■ TASK PROMPT: Copy the data below word for word, from the line containing "Query: tree trunk" through the end of the data, with both ends included.
------------
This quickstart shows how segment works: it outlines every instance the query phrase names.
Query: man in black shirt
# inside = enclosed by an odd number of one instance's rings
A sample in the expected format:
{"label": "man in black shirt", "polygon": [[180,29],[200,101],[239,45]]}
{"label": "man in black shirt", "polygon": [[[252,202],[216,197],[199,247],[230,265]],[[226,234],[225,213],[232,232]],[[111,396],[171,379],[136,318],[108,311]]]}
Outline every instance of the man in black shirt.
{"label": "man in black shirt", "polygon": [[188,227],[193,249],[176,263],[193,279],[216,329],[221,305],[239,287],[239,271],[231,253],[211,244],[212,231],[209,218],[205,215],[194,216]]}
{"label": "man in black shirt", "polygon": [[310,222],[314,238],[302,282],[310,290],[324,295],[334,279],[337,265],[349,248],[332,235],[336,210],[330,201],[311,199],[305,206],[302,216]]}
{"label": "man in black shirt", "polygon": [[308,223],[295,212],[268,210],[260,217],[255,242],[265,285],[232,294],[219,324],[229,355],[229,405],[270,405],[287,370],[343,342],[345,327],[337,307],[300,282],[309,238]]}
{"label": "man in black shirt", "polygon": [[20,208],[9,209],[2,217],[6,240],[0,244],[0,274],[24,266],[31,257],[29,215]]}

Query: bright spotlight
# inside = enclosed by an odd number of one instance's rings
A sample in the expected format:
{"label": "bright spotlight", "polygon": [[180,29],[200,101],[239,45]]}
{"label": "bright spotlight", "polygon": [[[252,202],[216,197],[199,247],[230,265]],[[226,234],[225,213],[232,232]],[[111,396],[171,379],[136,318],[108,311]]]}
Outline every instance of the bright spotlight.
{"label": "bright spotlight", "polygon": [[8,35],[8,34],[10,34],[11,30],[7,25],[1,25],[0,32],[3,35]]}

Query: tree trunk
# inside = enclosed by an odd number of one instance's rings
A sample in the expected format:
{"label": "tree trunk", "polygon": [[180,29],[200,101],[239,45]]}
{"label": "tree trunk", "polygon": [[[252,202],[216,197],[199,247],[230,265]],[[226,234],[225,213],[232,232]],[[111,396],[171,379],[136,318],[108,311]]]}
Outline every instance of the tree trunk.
------------
■ EXERCISE SOLUTION:
Query: tree trunk
# inside = enclosed by an odd number of one instance's rings
A sample in the expected format:
{"label": "tree trunk", "polygon": [[180,29],[200,101],[239,45]]}
{"label": "tree trunk", "polygon": [[[252,202],[216,197],[199,247],[230,265]],[[226,234],[225,213],[232,232]],[[111,396],[171,379],[136,318],[108,311]]]}
Outline every instance of the tree trunk.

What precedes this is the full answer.